**Your task:** State the number of lines in these records that include the string "Target", and say nothing more.

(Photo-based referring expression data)
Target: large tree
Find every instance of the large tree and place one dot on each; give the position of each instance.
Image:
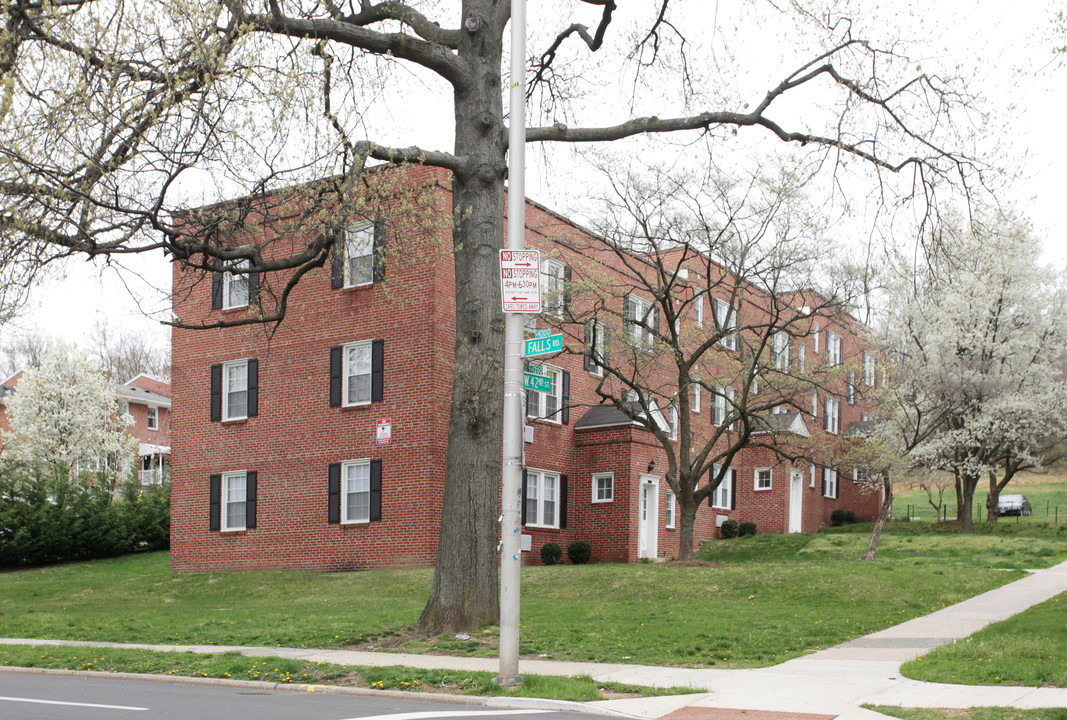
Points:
(718, 275)
(116, 115)
(977, 333)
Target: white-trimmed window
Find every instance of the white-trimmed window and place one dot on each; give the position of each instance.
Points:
(640, 318)
(829, 482)
(234, 500)
(834, 349)
(726, 320)
(547, 405)
(235, 390)
(235, 286)
(721, 403)
(723, 494)
(781, 351)
(832, 419)
(542, 498)
(359, 255)
(762, 478)
(356, 372)
(603, 486)
(595, 347)
(552, 287)
(355, 491)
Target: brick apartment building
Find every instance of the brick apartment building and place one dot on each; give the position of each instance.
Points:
(321, 445)
(146, 398)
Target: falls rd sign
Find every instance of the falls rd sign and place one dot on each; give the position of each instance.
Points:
(543, 346)
(521, 281)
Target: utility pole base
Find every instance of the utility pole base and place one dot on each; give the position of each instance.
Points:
(508, 681)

**Result of the exercise:** 5